═══ Teks yang diberikan ═══

ARTIKEL (LIMA CAHAYA YANG MENUTUPI 5 KEGELAPAN)
Hikmah agung datangnya Islam adalah sebagai transisi dari masa kegelapan (dark zone) menuju masa terang benderang, masa penuh cahaya. Jaman jahiliyah yang banyak dikatakan sebagai jaman kegelapan dari tauhid diterangi dengan cahaya tauhid yang bersumber dari Islam. Selain itu, dengan kebesaran-Nya Allah ciptakan alam semesta berpasang-pasangan, ada siang dan malam, ada langit dan bumi, maka ada juga gelap dan terang. Kegelapan menampilkan makna hitam tak ada cahaya dan terang menunjukkan makna harapan setelah kegelapan.
Sebagai orang beriman Allah menjamin pertolongan transisi dari kegelapan menuju cahaya sebagaimana disinyalir dalam Al-Qur’an surat Al-Baqarah ayat 257:
….اللَّهُ وَلِيُّ الَّذِينَ آمَنُوا يُخْرِجُهُمْ مِنَ الظُّلُمَاتِ إِلَى النُّورِ
Artinya: “Allah Pelindung orang-orang yang beriman; Dia mengeluarkan mereka dari kegelapan (kekafiran) kepada cahaya (iman)”.

═══

Dalam artikel tentang lima cahaya, ayat Al-Qur'an mana yang dikutip sebagai dasar jaminan Allah atas transisi orang beriman dari kegelapan menuju cahaya?

═══ Informasi yang diberikan ═══

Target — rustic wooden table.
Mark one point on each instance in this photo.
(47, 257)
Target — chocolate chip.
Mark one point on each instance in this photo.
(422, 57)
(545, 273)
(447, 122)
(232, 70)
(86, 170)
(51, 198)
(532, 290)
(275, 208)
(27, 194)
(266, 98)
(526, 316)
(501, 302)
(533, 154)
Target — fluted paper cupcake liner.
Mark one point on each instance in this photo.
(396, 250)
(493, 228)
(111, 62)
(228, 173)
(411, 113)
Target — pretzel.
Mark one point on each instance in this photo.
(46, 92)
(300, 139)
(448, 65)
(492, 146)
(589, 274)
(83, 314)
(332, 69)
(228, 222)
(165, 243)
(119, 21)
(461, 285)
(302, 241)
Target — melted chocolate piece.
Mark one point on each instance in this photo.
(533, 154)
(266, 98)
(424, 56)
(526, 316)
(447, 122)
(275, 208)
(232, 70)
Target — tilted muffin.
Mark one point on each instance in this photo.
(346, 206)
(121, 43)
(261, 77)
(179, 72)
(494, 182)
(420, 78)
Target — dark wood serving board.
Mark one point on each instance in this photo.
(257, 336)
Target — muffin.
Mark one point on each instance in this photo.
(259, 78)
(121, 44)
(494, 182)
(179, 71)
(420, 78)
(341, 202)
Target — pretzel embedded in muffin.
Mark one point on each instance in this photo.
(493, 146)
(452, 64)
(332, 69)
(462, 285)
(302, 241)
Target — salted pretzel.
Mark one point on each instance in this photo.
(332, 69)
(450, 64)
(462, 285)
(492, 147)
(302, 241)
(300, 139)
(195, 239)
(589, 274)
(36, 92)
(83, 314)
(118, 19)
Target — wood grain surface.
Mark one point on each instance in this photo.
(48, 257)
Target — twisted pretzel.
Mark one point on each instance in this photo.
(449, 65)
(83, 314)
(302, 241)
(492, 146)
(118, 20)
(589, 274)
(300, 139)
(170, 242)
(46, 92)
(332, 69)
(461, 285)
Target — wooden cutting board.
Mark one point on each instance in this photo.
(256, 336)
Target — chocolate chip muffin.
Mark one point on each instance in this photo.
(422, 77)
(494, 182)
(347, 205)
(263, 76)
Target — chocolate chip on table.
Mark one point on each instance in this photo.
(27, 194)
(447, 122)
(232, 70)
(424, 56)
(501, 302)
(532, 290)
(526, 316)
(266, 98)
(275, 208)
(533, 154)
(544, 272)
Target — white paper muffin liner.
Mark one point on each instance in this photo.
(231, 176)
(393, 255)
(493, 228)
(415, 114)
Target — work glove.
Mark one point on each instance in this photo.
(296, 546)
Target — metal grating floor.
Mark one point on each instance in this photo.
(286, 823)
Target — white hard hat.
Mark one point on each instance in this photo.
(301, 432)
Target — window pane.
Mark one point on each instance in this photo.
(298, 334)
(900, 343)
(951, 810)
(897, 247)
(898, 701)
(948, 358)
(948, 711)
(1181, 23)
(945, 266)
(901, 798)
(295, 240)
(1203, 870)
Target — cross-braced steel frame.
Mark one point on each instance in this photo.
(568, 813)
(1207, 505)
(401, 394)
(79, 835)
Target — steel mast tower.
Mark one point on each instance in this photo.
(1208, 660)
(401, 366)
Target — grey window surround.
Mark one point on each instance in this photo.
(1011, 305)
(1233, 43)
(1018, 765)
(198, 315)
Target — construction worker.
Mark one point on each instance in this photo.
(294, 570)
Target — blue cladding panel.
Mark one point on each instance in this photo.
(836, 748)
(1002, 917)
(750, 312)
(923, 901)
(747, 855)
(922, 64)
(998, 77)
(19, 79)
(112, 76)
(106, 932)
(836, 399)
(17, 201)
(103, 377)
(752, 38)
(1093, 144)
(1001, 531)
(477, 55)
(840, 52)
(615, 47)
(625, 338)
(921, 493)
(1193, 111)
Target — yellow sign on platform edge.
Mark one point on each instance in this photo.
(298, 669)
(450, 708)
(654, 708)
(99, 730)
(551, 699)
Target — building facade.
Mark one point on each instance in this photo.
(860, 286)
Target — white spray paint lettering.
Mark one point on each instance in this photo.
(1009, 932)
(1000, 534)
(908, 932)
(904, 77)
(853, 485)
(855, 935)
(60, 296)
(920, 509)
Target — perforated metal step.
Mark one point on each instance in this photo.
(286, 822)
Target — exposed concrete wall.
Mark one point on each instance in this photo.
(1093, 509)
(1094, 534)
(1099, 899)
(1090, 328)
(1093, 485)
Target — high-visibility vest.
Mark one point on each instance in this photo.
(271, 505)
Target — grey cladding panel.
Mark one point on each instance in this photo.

═══

◆ Hasil ◆
Surat Al-Baqarah ayat 257.